YOUR GOAL:
Rewrite the records below as a numbered list, leaving out any blank lines.

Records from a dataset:
________________________________________

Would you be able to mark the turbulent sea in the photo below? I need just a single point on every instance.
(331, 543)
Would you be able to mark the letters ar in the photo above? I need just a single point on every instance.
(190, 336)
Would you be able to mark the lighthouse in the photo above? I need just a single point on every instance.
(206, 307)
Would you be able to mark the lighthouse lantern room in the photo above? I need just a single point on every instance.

________________________________________

SOLUTION FOR THIS TASK:
1. Would you be able to mark the turbulent sea in the photo below? I need just a single point on every instance.
2. (331, 543)
3. Would you be able to mark the letters ar in the photo above? I need just a single point on every instance.
4. (190, 336)
5. Would you be able to mark the lighthouse in the photo above? I need just a single point on every instance.
6. (206, 307)
7. Would you be able to mark the lighthouse lantern room in the photo above? I need just a single point on every instance.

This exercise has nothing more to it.